▶ **PROBLEM DETAILS**: Show every line of the records that contains the string "roof". Matches must have the same case.

Location labeling records

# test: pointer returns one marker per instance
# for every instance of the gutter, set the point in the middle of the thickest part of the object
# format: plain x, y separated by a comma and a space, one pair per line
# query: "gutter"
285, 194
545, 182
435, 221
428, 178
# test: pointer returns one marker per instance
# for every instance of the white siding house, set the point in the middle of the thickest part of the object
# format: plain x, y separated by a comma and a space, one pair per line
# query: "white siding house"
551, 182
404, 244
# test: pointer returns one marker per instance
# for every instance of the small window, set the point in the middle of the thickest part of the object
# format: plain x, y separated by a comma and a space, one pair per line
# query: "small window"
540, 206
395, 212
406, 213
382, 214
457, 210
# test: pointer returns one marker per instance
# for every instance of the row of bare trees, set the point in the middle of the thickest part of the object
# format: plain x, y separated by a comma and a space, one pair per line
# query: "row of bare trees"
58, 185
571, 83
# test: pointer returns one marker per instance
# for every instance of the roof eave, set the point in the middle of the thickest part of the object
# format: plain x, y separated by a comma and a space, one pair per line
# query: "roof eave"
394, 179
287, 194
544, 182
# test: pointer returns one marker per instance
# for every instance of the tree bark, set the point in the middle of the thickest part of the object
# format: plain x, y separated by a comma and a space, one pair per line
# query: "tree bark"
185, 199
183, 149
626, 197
---
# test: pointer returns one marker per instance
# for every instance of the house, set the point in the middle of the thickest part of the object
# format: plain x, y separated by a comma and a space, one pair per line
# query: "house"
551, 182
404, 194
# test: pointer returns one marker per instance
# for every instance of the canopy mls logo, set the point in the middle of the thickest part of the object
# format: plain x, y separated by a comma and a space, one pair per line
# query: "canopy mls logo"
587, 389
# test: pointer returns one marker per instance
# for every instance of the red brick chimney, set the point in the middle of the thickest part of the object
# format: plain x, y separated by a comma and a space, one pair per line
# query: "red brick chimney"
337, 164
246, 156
...
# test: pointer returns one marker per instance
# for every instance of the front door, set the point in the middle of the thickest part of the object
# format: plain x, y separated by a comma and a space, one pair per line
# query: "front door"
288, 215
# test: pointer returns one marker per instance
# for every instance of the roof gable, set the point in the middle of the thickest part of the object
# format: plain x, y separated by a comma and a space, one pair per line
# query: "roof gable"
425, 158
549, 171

▶ **SOLUTION TO THIS EXERCISE**:
# for every instance of the roof eave, set the point in the middle of the thickest part of the object
# query: "roof eave"
# for every instance of the roof gable, set the point in the middle of the thickest part of the object
# query: "roof gable"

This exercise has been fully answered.